Data provided —
[Start of section]

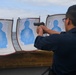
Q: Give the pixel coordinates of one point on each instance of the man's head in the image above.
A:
(70, 18)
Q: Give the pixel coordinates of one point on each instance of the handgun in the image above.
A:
(38, 24)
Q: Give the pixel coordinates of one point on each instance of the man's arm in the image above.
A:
(49, 31)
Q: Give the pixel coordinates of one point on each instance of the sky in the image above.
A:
(32, 8)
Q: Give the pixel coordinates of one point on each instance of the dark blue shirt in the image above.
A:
(64, 47)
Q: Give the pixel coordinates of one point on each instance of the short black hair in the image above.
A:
(71, 14)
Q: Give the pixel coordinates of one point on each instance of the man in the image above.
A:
(62, 44)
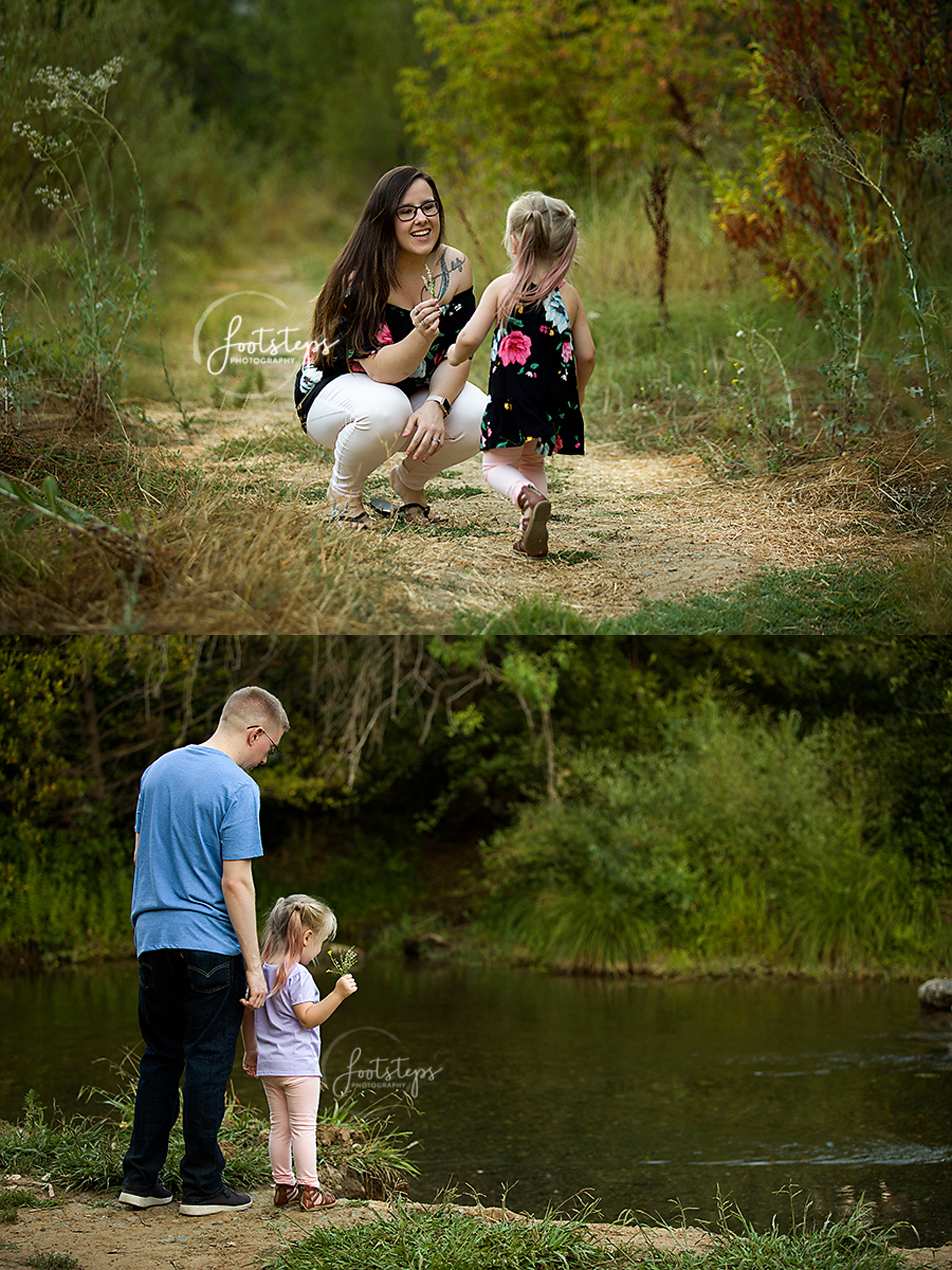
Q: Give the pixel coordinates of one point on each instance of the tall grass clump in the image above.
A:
(443, 1238)
(99, 262)
(58, 897)
(809, 1244)
(741, 844)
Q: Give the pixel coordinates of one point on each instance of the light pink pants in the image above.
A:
(292, 1102)
(512, 468)
(363, 422)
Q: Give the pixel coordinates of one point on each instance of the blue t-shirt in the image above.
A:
(285, 1046)
(196, 809)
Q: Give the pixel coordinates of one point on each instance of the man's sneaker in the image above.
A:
(157, 1196)
(225, 1202)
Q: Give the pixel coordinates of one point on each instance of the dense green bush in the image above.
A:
(741, 840)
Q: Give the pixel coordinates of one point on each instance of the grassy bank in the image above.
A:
(86, 1152)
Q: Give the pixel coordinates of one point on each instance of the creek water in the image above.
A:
(652, 1098)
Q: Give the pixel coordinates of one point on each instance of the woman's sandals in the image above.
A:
(534, 533)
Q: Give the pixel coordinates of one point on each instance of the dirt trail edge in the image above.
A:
(103, 1235)
(625, 530)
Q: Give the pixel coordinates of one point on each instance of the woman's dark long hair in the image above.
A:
(355, 296)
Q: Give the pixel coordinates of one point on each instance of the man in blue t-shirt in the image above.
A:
(194, 914)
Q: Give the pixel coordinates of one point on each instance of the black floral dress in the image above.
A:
(532, 386)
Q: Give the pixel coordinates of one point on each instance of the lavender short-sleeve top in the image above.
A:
(285, 1048)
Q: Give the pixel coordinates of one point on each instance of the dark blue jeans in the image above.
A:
(190, 1013)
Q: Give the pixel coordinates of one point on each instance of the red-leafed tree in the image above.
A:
(847, 91)
(554, 92)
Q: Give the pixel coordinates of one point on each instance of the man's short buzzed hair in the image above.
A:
(253, 707)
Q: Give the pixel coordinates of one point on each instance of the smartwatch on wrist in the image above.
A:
(443, 403)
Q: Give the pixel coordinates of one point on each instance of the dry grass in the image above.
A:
(239, 539)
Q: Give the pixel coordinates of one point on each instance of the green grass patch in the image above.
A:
(826, 600)
(86, 1152)
(449, 1239)
(572, 557)
(830, 600)
(446, 1239)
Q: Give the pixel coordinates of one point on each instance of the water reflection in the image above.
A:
(649, 1095)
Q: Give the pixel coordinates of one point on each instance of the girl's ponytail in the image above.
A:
(546, 234)
(285, 930)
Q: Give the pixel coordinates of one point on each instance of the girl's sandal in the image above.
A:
(286, 1194)
(313, 1197)
(361, 521)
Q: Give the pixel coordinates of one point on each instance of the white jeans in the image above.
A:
(363, 422)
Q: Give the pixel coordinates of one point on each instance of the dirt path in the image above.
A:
(625, 530)
(103, 1235)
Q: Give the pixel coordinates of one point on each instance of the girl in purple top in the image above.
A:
(284, 1043)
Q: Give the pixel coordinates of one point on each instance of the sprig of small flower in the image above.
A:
(430, 284)
(342, 961)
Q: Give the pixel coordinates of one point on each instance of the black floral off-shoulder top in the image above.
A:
(397, 326)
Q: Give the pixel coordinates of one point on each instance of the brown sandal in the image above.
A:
(313, 1197)
(534, 531)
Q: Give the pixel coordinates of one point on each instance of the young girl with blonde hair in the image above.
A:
(284, 1044)
(542, 359)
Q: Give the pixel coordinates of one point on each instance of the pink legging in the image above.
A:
(512, 468)
(292, 1102)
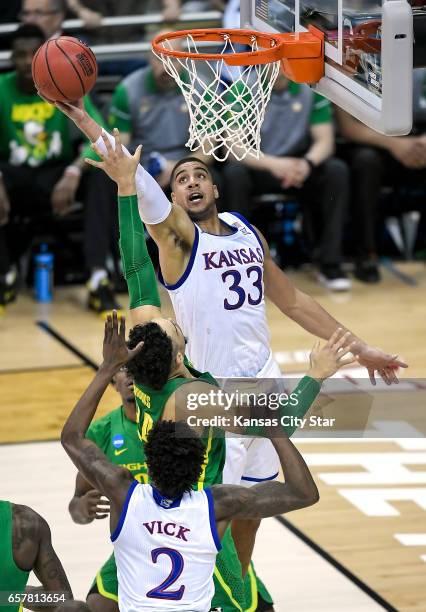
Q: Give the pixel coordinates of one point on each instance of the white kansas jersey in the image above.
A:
(219, 301)
(165, 551)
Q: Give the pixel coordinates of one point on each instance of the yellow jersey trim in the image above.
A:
(227, 589)
(102, 590)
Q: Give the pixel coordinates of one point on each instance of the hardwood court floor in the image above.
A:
(375, 527)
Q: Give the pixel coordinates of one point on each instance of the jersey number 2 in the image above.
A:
(160, 592)
(254, 274)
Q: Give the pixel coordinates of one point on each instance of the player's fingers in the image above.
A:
(136, 350)
(341, 342)
(114, 322)
(385, 377)
(94, 163)
(117, 138)
(346, 349)
(347, 361)
(372, 376)
(392, 376)
(398, 363)
(107, 143)
(122, 327)
(334, 337)
(137, 155)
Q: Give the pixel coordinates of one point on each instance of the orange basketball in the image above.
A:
(64, 69)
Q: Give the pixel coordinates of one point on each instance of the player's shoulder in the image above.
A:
(102, 426)
(30, 522)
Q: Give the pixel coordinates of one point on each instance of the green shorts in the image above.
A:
(231, 593)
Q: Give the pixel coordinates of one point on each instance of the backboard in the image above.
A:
(368, 53)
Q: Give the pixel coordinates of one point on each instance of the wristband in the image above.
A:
(73, 170)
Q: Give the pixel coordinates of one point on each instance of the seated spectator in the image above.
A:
(297, 140)
(149, 109)
(40, 176)
(50, 14)
(378, 160)
(46, 14)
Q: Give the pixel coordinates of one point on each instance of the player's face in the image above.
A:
(22, 56)
(124, 386)
(193, 189)
(43, 13)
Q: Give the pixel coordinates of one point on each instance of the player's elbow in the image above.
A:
(311, 497)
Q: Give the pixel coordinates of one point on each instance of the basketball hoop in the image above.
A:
(227, 92)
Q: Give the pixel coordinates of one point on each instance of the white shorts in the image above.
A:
(252, 460)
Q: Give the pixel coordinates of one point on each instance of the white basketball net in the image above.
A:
(226, 103)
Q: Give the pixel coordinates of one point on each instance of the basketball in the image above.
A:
(64, 69)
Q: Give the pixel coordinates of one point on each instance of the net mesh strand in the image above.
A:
(226, 103)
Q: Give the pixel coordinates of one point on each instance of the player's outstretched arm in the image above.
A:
(32, 548)
(306, 311)
(87, 503)
(155, 209)
(111, 480)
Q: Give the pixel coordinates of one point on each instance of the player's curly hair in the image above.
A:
(174, 455)
(153, 363)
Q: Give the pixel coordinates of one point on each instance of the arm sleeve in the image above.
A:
(154, 207)
(137, 265)
(307, 390)
(93, 112)
(119, 115)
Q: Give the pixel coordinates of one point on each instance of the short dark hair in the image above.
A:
(186, 160)
(174, 455)
(153, 363)
(28, 31)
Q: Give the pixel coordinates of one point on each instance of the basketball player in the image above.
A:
(26, 546)
(166, 522)
(117, 436)
(217, 269)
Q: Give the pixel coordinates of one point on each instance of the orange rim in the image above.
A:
(272, 45)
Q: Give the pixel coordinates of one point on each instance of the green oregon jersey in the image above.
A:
(12, 579)
(150, 404)
(34, 132)
(118, 438)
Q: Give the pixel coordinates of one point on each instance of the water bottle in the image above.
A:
(156, 163)
(43, 275)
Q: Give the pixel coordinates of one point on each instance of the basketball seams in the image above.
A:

[End of section]

What to work on —
Print the part of the listing above that opens with the line containing "grass in the image above." and closes with the line containing "fingers in the image above.". Copy it exactly, both ends included, and omit the pictures.

Solved problem —
Q: Give the pixel coordinates of one point on each instance of the dry grass in the image above.
A:
(239, 539)
Q: Give the pixel coordinates of one point on each instance of the green grass patch in the image above.
A:
(826, 600)
(86, 1152)
(449, 1239)
(572, 557)
(830, 600)
(446, 1239)
Q: Give the pixel coordinates of one point on each instance of the water reflection in the image above.
A:
(649, 1095)
Q: Give the pixel coordinates of one point on each instance of the girl's ponytail in the image above.
A:
(546, 234)
(285, 930)
Q: Give the pixel coordinates of one point on each instance of the girl's sandal in the image above.
A:
(286, 1194)
(313, 1197)
(361, 521)
Q: Give the pixel coordinates of one point on each instance of the white jeans in the image above.
A:
(363, 422)
Q: Give the pixel coordinates of one point on each instance of the dirt path in the image above.
A:
(625, 530)
(103, 1235)
Q: Give the pixel coordinates of one point on each instance of the girl in purple top in the image above.
A:
(284, 1043)
Q: Give the pixel coordinates of one point on each instance of the sprig of small flower in the image above.
A:
(430, 284)
(342, 961)
Q: Give the pixel coordinates of one point on each instance of the black floral off-shoulder top in the image above.
A:
(397, 326)
Q: Give the pixel coordinates of one point on each instance of the brown sandal in the image above.
A:
(313, 1197)
(534, 531)
Q: Give the pixel coordinates of one point on each instance of the young girl with blonde hair in the image above.
A:
(284, 1044)
(542, 359)
Q: Give the pixel coordinates of one point on each instance of the pink legging in the image above.
A:
(512, 468)
(292, 1102)
Q: Give the pixel coordinates of one point on each instance of the white kansas jersey in the image above.
A:
(219, 301)
(165, 551)
Q: Give the pixel coordinates of one point on each instance of the yellow jersey trim in the image above.
A:
(227, 589)
(102, 590)
Q: Give the pixel coordinates of one point on each instance of the hardwood court floor in the image above.
A:
(375, 527)
Q: Give the pixel coordinates of one point on each instance of the jersey number 2 in the image above.
A:
(160, 592)
(254, 274)
Q: Give the pixel coordinates of one point on each instance of the player's fingers in the image above.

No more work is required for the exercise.